■ Exercise aim: Rewrite the records below, replacing "Specification" with "Instruction" and leaving everything else unchanged.

■ Records:

- - - -

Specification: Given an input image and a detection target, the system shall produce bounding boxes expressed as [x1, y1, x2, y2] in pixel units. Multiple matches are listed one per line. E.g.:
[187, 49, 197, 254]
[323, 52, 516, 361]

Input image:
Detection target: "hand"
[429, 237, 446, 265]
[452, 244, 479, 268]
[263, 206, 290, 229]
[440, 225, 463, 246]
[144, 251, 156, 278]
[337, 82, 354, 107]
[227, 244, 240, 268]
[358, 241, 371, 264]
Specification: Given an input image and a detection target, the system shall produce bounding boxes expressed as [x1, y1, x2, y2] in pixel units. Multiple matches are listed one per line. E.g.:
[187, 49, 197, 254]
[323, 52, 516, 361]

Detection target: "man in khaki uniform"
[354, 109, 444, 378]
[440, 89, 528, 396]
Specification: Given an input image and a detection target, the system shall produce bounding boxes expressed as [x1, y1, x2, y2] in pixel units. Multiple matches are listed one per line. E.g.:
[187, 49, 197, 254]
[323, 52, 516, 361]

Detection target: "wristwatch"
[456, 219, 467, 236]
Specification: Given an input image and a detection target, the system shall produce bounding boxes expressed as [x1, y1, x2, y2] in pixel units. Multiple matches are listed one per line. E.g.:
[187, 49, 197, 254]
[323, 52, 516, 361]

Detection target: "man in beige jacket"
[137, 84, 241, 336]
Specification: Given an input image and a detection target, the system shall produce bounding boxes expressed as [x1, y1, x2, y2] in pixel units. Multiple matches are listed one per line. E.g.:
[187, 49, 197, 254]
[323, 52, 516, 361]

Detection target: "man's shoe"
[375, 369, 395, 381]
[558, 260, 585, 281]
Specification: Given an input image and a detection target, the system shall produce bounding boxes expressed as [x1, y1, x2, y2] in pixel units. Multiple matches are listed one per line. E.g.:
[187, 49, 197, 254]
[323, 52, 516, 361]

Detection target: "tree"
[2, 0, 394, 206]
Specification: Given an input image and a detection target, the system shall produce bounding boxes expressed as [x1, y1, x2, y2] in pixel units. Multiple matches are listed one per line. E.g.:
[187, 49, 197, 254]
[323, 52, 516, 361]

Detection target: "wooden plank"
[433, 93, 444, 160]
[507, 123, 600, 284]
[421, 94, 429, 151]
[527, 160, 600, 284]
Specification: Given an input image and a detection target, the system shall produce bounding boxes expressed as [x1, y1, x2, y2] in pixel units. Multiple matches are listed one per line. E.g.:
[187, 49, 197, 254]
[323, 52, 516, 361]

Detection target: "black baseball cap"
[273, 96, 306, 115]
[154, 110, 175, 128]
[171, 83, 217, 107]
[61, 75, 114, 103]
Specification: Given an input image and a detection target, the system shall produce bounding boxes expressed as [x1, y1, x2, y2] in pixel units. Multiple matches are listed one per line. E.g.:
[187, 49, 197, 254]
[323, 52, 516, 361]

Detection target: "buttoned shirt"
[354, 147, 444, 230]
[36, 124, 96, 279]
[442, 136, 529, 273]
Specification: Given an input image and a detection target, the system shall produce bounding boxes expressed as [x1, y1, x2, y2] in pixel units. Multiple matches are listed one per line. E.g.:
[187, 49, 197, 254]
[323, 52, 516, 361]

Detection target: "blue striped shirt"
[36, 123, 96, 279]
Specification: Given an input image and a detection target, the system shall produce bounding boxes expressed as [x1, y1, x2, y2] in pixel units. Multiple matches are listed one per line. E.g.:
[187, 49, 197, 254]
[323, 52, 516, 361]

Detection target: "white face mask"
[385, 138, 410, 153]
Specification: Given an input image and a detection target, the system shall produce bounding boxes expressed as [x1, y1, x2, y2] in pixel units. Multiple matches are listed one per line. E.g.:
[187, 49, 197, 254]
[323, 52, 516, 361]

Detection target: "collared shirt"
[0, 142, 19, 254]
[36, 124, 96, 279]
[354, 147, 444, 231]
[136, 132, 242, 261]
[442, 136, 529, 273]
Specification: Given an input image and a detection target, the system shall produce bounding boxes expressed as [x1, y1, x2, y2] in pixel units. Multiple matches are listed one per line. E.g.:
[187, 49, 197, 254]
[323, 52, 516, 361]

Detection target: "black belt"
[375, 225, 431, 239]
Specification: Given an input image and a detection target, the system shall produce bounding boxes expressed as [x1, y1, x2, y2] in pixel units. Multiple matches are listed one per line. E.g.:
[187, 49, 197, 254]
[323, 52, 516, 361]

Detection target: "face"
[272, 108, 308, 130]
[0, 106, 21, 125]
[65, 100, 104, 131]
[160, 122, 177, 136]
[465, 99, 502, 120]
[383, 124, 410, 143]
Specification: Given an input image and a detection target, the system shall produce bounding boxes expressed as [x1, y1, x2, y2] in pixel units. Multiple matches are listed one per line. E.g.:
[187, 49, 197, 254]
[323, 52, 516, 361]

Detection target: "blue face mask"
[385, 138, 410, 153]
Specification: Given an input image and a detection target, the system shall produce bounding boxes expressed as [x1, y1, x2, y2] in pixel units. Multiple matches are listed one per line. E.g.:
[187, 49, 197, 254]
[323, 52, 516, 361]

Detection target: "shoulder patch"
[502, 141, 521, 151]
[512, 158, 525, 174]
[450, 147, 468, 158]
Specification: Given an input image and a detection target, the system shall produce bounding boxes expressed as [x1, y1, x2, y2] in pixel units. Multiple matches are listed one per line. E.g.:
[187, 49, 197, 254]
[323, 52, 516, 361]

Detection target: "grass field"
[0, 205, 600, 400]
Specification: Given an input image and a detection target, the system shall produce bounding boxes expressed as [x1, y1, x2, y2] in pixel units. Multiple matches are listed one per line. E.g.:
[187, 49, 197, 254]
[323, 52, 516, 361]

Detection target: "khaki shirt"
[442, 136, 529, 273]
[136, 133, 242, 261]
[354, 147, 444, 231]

- - - -

■ Solved problem:
Instruction: Given an input image and a detection target, the system shall produce bounding boxes expressed as [x1, y1, x2, y2] in pixel units. Multiple matches are listed one per line. E.g.:
[187, 49, 197, 254]
[323, 52, 516, 361]

Input image:
Detection target: "hand"
[429, 237, 446, 265]
[452, 244, 479, 268]
[263, 206, 290, 229]
[440, 225, 463, 246]
[144, 251, 156, 278]
[337, 82, 354, 107]
[227, 244, 240, 268]
[358, 241, 371, 264]
Instruction: Given an input image and a detection target, the system shall produce bounding boxes expressed as [x1, y1, x2, y2] in pixel units. Multiple matches are listed one per line. E.g.:
[187, 49, 197, 254]
[323, 52, 516, 361]

Detection target: "man in khaki uniform"
[354, 109, 444, 378]
[440, 89, 528, 396]
Instruction: Given an input image and a detection target, the system shall produce bounding boxes expressed as [x1, y1, x2, y2] in pixel units. Multiple matches are listed one per line. E.g.:
[187, 49, 197, 254]
[323, 52, 516, 361]

Detection target: "wristwatch"
[456, 219, 467, 236]
Instruction: Given an input image and a detection target, the system shall produce bounding boxes expressed as [x1, y1, x2, y2] in pixel units. Multiple matches are listed one per line. E.g.:
[187, 49, 197, 254]
[323, 52, 516, 361]

Detection target: "man in beige jacket"
[137, 84, 241, 336]
Instruction: Given an input image and a detection target, the system shall produce bounding boxes expressed as [x1, y1, x2, y2] in pixel units. Multiple matches are listed one per line. E.g.:
[187, 49, 197, 254]
[323, 52, 516, 361]

Detection target: "man's shoe"
[375, 369, 395, 381]
[558, 260, 585, 281]
Instruction: Given an input image and a detection target, the system shall produce bounding boxes expressed as [x1, y1, x2, y2] in pixel units. Multiple matches are listed one per line. E.g.:
[187, 49, 197, 254]
[323, 52, 516, 361]

Detection target: "tree"
[2, 0, 394, 206]
Instruction: Given an input image and a detection target, the system shall produce bounding boxes expressed as [x1, y1, x2, y2] in pixel units. Multiple matches are listed one per line. E.g.:
[187, 49, 197, 254]
[323, 52, 516, 361]

Detection target: "wooden plank"
[433, 93, 444, 160]
[507, 123, 600, 284]
[421, 94, 429, 151]
[527, 160, 600, 284]
Instruction: Given an input image and a detection target, the system shall produce bounding boxes expressed as [x1, y1, x2, y2] in pixel units. Multiple matches are listed one per line. E.g.:
[187, 49, 197, 254]
[323, 52, 516, 361]

Detection target: "black baseball cap"
[273, 96, 306, 115]
[154, 110, 175, 128]
[171, 83, 217, 107]
[61, 75, 114, 103]
Instruction: Given an input image and a detection target, the system shall produce bounding boxes expressed as [x1, y1, x2, y2] in pixel units. Multiple matches are listed one per line. E.g.:
[187, 49, 197, 254]
[323, 52, 516, 361]

Detection target: "buttoned shirt"
[354, 147, 444, 230]
[36, 124, 96, 279]
[442, 136, 529, 273]
Instruction: Given an input image and a detection target, the system shall produce bounding boxes expressed as [x1, y1, x2, y2] in pixel units. Multiple matches are listed one per line. E.g.:
[187, 49, 197, 254]
[323, 52, 516, 361]

Detection target: "blue striped shirt"
[36, 123, 96, 279]
Instruction: Given an input image and a detection target, the system shall produce bounding boxes expressed as [x1, y1, x2, y2] in pixel units. Multiple matches are listed one per line. E.g.:
[187, 49, 197, 254]
[323, 52, 516, 361]

Detection target: "white face mask"
[385, 138, 410, 153]
Instruction: Given an input image and a detection target, the system shall produce bounding boxes expressed as [x1, y1, x2, y2] in pixel units. Multiple matches are listed one per line. E.g.:
[187, 49, 197, 254]
[323, 52, 516, 361]

Detection target: "collared shirt"
[0, 142, 19, 254]
[36, 124, 96, 279]
[354, 147, 444, 231]
[136, 132, 242, 261]
[442, 136, 529, 273]
Instruction: Given an input image and a detection target, the system shall produce bounding boxes expressed as [x1, y1, x2, y2] in pixel units. Multiple matches are listed one per line. E.g.:
[187, 49, 197, 254]
[323, 52, 516, 361]

Detection target: "black belt"
[375, 225, 431, 239]
Instruction: Given an input image and a detection target, the system shall produce bounding boxes expressed as [x1, y1, x2, y2] in pixel units. Multiple matches are listed one per line. E.g.:
[187, 49, 197, 254]
[323, 52, 516, 361]

Detection target: "face"
[272, 108, 308, 130]
[0, 106, 21, 125]
[65, 100, 104, 131]
[160, 122, 177, 136]
[465, 99, 502, 120]
[383, 124, 410, 143]
Instruction: Given an input image and a detection target, the system shall produce bounding boxes expressed as [x1, y1, x2, y2] in pixel units. Multiple matches are listed one per line. E.g.:
[187, 49, 197, 254]
[323, 52, 516, 361]

Detection target: "blue face mask"
[385, 138, 410, 153]
Instruction: Given an input image and a detection target, the system shall produce bounding boxes expressed as [x1, y1, x2, y2] in pixel units. Multiple matches are listed one per line. E.g.:
[187, 49, 197, 254]
[323, 52, 516, 361]

Detection target: "shoulder patch"
[502, 141, 521, 151]
[512, 158, 525, 174]
[450, 147, 468, 158]
Instruction: Given an input image and a detection target, the system shall produce bounding boxes expressed as [x1, y1, x2, y2] in pixel units. Multiple matches are listed one per line. E.g.:
[187, 49, 197, 254]
[323, 52, 516, 361]

Detection target: "grass field"
[0, 205, 600, 400]
Instruction: Given an input image and a detection target, the system shall produce bounding boxes expressed as [x1, y1, x2, y2] in pixel units. Multiple matches are listed one per line. E.g.:
[187, 49, 197, 254]
[323, 52, 516, 361]

Detection target: "khaki shirt"
[442, 136, 529, 273]
[136, 133, 242, 261]
[354, 147, 444, 231]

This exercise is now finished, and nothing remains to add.